**TEXTABSCHNITT**
=======
In aller Vorsicht sei also darauf hingewiesen, dass der Kollege von France 2 nach jenem Sachverhalt fragen wollte, den die Zeitung Cumhuriyet am 29.5.2015 aufgedeckt hat. Unter der Schlagzeile "Hier sind die Waffen, die Erdoğan leugnet" veröffentlichte das Blatt Fotos, Videos und Zeugenaussagen über einen Vorfall, der sich am 19.1.2014 im Südosten der Türkei ereignet hatte.

An jenem Tag stoppte die örtliche Polizei auf Anordnung des Staatsanwalts von Adana, Aziz Takçı, drei Trucks, die von einer weißen Audi-Limousine begleitet wurden. Gegen den erbitterten Widerstand der Audi-Insassen, die sich als Mitarbeiter des Geheimdienstes MIT ausgaben, öffneten die Polizisten die Container und fanden darin einige Kartons mit Medikamenten - darunter jedoch Kisten mit Gewehrmunition und Geschützgranaten.
=======
**VORLIEGENDES MATERIAL**
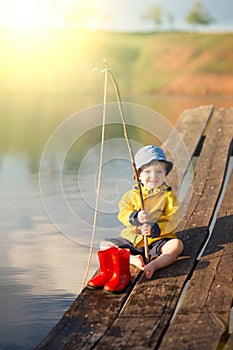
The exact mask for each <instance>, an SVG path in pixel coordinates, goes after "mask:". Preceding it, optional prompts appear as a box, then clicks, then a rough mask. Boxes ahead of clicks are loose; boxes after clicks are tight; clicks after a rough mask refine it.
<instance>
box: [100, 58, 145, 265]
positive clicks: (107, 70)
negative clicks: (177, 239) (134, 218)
mask: <svg viewBox="0 0 233 350" xmlns="http://www.w3.org/2000/svg"><path fill="white" fill-rule="evenodd" d="M104 65H105V67H106V69H107V71H108V72H109V74H110V77H111V80H112V82H113V85H114V88H115V92H116V97H117V102H118V108H119V112H120V116H121V120H122V126H123V130H124V136H125V140H126V143H127V146H128V150H129V155H130V160H131V164H132V168H133V172H134V177H135V180H136V182H137V186H138V190H139V197H140V204H141V210H143V209H144V201H143V196H142V188H141V183H140V180H139V177H138V172H137V168H136V164H135V160H134V154H133V149H132V146H131V143H130V140H129V137H128V133H127V129H126V123H125V118H124V113H123V108H122V101H121V96H120V90H119V87H118V84H117V81H116V79H115V77H114V75H113V73H112V70H111V68H110V67H109V65H108V62H107V60H106V59H104ZM144 250H145V260H146V263H148V262H149V252H148V238H147V236H146V235H144Z"/></svg>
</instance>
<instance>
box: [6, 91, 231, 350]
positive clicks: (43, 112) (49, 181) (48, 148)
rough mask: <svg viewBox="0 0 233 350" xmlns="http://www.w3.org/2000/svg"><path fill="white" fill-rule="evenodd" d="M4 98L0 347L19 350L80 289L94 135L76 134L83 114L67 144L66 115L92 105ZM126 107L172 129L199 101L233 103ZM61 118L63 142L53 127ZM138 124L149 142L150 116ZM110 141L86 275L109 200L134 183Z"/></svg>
mask: <svg viewBox="0 0 233 350" xmlns="http://www.w3.org/2000/svg"><path fill="white" fill-rule="evenodd" d="M3 95H4V94H3ZM3 95H1V100H2V102H3V103H2V104H1V107H0V109H1V119H0V136H1V146H0V188H1V211H0V218H1V219H0V238H1V239H0V250H1V254H0V315H1V317H0V349H1V350H7V349H9V350H11V349H12V350H13V349H14V350H18V349H23V350H27V349H32V348H33V347H35V346H36V345H37V344H38V343H39V342H40V341H41V340H42V339H43V338H44V337H45V336H46V334H47V333H48V332H49V330H50V329H51V328H52V327H53V326H54V325H55V324H56V323H57V322H58V320H59V319H60V318H61V316H62V315H63V313H64V311H65V310H66V309H67V308H68V307H69V306H70V304H71V303H72V301H73V300H74V299H75V297H76V296H77V294H78V293H79V292H80V288H81V285H82V282H83V279H84V275H85V272H86V268H87V261H88V254H89V245H90V244H89V242H90V239H91V233H92V222H93V215H94V207H95V198H96V196H95V187H96V182H97V173H98V171H97V169H98V159H97V158H98V157H97V155H98V153H99V146H98V145H99V140H100V128H98V127H96V129H94V130H92V129H91V125H92V120H91V119H90V118H89V120H88V123H89V124H88V125H89V126H88V125H86V126H85V127H83V125H85V115H86V114H85V113H84V114H83V115H82V113H81V116H82V118H80V119H78V120H80V124H79V123H77V124H76V127H77V129H76V131H75V132H76V133H77V135H79V134H80V133H81V135H80V139H79V140H78V142H77V144H76V143H75V142H73V143H72V142H71V140H69V135H70V134H71V133H72V132H74V130H72V125H69V122H66V120H68V119H67V118H68V117H69V116H70V115H71V114H73V113H75V112H79V111H82V110H83V108H87V109H88V108H89V107H91V106H92V104H90V101H88V99H87V100H82V101H81V102H80V101H75V98H74V96H65V97H64V98H63V100H62V97H61V96H50V97H48V96H45V95H41V96H40V98H39V97H38V96H37V97H36V98H34V97H33V96H32V95H30V93H29V92H27V93H26V94H24V93H22V92H21V94H20V93H13V92H12V93H11V94H10V93H8V94H6V93H5V95H4V96H3ZM61 100H62V101H61ZM128 101H129V102H131V103H137V104H139V105H143V106H145V107H148V108H150V109H154V110H156V111H158V112H159V113H161V114H162V115H163V116H164V117H165V119H167V120H169V121H170V122H171V124H172V125H174V124H175V123H176V121H177V119H178V116H179V114H180V113H181V112H182V110H183V109H185V108H192V107H196V106H199V105H207V104H214V105H215V106H216V108H219V107H223V106H230V105H231V106H233V99H232V98H228V99H223V98H214V97H203V98H190V97H171V96H170V97H169V96H167V97H166V96H163V97H162V96H153V97H151V96H148V97H146V96H144V97H140V98H137V99H136V98H135V99H134V98H128ZM95 102H97V101H95ZM101 108H102V107H101ZM139 109H140V107H139ZM87 116H88V112H87ZM87 119H88V118H87ZM150 120H151V124H150ZM64 121H65V123H64V124H63V125H64V129H63V128H62V129H61V135H62V137H61V135H60V134H59V128H58V129H56V128H57V127H58V126H59V125H60V124H61V123H62V122H64ZM145 123H146V124H147V125H146V128H147V129H151V131H152V134H153V133H155V135H157V133H156V127H157V126H156V125H155V124H154V123H153V119H147V120H146V121H145ZM148 124H150V125H148ZM93 125H94V122H93ZM66 126H67V127H66ZM117 127H119V126H117ZM55 129H56V132H55V133H53V136H52V138H51V133H52V132H54V130H55ZM81 129H82V130H81ZM80 130H81V131H80ZM114 130H115V129H114V127H113V130H110V131H109V132H110V134H111V132H113V134H114ZM132 132H133V131H132ZM63 136H64V139H63ZM152 136H153V135H152ZM49 137H50V141H51V140H52V141H54V144H53V145H49V146H51V147H52V148H53V147H54V148H53V152H51V153H50V149H49V148H48V145H47V148H46V142H47V141H48V139H49ZM59 137H61V138H59ZM114 137H115V136H114ZM150 137H151V136H150ZM142 138H144V141H143V140H142ZM53 139H54V140H53ZM66 139H68V140H69V142H68V144H66V146H65V147H67V149H65V150H64V149H63V147H62V145H63V144H65V143H64V142H65V140H66ZM109 139H111V137H109ZM148 139H150V140H151V138H149V137H148V138H147V135H146V134H145V135H144V136H140V133H139V134H138V139H137V137H136V139H134V141H133V143H134V142H135V145H137V143H140V142H145V143H146V142H147V140H148ZM152 139H153V137H152ZM114 142H115V141H110V143H107V144H106V146H107V147H106V149H107V151H106V153H105V157H106V158H105V166H104V172H103V182H102V188H103V193H104V194H103V193H101V197H100V203H99V204H100V209H99V219H98V220H99V221H98V223H97V228H96V236H95V242H94V253H93V259H92V263H91V268H90V271H89V275H88V276H91V274H92V273H93V272H94V271H95V270H96V268H97V265H98V264H97V261H96V252H97V249H98V244H99V241H100V240H101V239H102V238H103V237H104V236H106V235H110V234H111V235H112V234H115V233H116V232H117V231H118V230H119V223H118V222H117V220H116V214H117V202H118V200H119V198H120V195H121V193H123V192H124V191H125V190H126V189H127V188H129V187H130V186H131V184H132V171H131V169H130V166H129V160H128V156H127V149H126V148H125V146H124V142H123V139H122V138H121V139H120V140H118V141H117V142H116V143H114ZM116 150H117V152H116ZM43 152H44V153H43ZM114 152H116V153H114ZM63 153H64V154H63ZM113 154H114V155H113ZM42 155H43V157H44V158H42ZM41 159H42V168H40V161H41ZM106 159H107V160H106ZM110 160H111V162H110ZM39 180H40V182H39ZM122 180H123V181H122ZM61 181H62V186H61V187H60V185H59V184H60V182H61ZM41 194H42V196H41Z"/></svg>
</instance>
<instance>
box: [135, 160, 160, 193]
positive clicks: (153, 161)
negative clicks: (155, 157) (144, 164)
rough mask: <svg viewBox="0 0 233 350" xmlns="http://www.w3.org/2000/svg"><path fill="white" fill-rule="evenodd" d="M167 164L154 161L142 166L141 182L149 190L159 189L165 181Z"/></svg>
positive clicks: (141, 172)
mask: <svg viewBox="0 0 233 350" xmlns="http://www.w3.org/2000/svg"><path fill="white" fill-rule="evenodd" d="M165 176H166V163H165V162H162V161H152V162H150V163H149V164H146V165H144V166H142V168H141V173H140V176H139V178H140V180H141V182H142V183H143V185H144V186H145V187H146V188H147V189H152V188H155V187H159V186H161V185H162V184H163V182H164V181H165Z"/></svg>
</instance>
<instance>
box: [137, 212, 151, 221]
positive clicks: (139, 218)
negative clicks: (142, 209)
mask: <svg viewBox="0 0 233 350" xmlns="http://www.w3.org/2000/svg"><path fill="white" fill-rule="evenodd" d="M138 221H139V222H140V223H141V224H144V223H146V222H148V221H149V214H148V213H147V211H145V210H140V211H139V212H138Z"/></svg>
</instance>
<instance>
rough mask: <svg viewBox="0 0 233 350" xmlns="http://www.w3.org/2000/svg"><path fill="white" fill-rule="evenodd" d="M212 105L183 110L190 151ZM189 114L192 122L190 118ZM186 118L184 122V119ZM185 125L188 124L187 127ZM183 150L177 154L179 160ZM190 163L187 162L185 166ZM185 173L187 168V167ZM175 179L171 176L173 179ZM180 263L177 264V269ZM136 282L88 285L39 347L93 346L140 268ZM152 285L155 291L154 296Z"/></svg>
mask: <svg viewBox="0 0 233 350" xmlns="http://www.w3.org/2000/svg"><path fill="white" fill-rule="evenodd" d="M212 109H213V108H212V107H200V108H196V109H194V110H193V111H189V112H188V113H187V112H184V113H183V114H182V115H181V117H180V119H179V121H178V124H177V131H178V133H179V137H180V138H181V139H182V138H183V139H184V141H185V143H187V147H188V149H189V150H190V152H191V154H193V153H194V152H195V148H196V147H197V145H198V142H199V140H200V138H201V136H202V133H203V131H204V130H205V128H206V125H207V122H208V120H209V118H210V115H211V114H212ZM188 116H189V123H188V125H186V124H187V118H188ZM183 119H184V121H182V120H183ZM192 123H195V125H196V126H197V125H198V127H195V128H194V129H195V136H194V137H193V138H190V137H188V134H189V128H191V127H192ZM185 125H186V127H185ZM181 154H182V152H179V153H178V154H177V159H178V158H179V156H181ZM187 166H188V163H186V167H187ZM183 171H184V173H185V171H186V169H185V168H184V170H183ZM171 180H172V178H171ZM178 266H179V264H177V268H178ZM132 274H133V278H132V280H133V284H132V287H131V288H129V289H128V291H127V293H123V294H121V295H114V294H110V295H106V294H104V293H103V292H102V291H90V290H88V289H87V288H85V289H84V290H83V291H82V293H81V294H80V295H79V296H78V297H77V299H76V300H75V302H74V303H73V305H71V307H70V308H69V309H68V310H67V312H66V313H65V314H64V316H63V317H62V319H61V320H60V322H59V323H58V324H57V325H56V326H55V327H54V328H53V329H52V330H51V332H50V333H49V334H48V335H47V337H46V338H45V339H44V340H43V341H42V342H41V344H39V346H38V347H37V349H51V350H52V349H56V350H59V349H65V348H69V349H72V348H74V349H79V348H80V349H81V348H82V349H90V348H92V347H93V346H94V344H95V343H97V342H98V340H99V339H101V337H102V336H103V335H104V334H105V333H106V331H107V329H109V328H110V327H111V325H112V323H113V322H114V320H115V319H116V318H117V317H118V314H119V312H120V310H121V309H122V308H123V307H124V305H125V302H126V300H127V298H128V296H129V293H130V291H131V290H132V289H133V285H134V281H136V279H137V278H139V276H140V275H141V274H142V273H141V272H139V270H138V269H136V268H134V269H132ZM153 295H154V294H153V286H152V294H151V296H153Z"/></svg>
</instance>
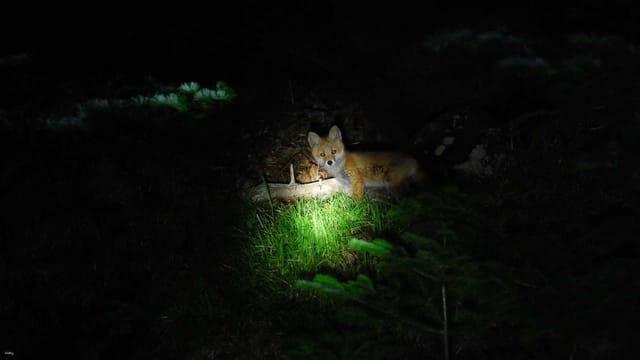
=======
**AUFGABE A**
Schreiben Sie aus dem Textabschnitt die Passage wörtlich ab, die bei den Worten "In aller Vorsicht" beginnt und nach den Worten "Türkei ereignet hatte." endet.
**AUFGABE B**
Auf wessen Anordnung stoppte die örtliche Polizei laut dem Textabschnitt die drei Trucks?

**ANTWORTFELD A**
In aller Vorsicht sei also darauf hingewiesen, dass der Kollege von France 2 nach jenem Sachverhalt fragen wollte, den die Zeitung Cumhuriyet am 29.5.2015 aufgedeckt hat. Unter der Schlagzeile "Hier sind die Waffen, die Erdoğan leugnet" veröffentlichte das Blatt Fotos, Videos und Zeugenaussagen über einen Vorfall, der sich am 19.1.2014 im Südosten der Türkei ereignet hatte.

**ANTWORTFELD B**
Auf Anordnung des Staatsanwalts von Adana, Aziz Takçı.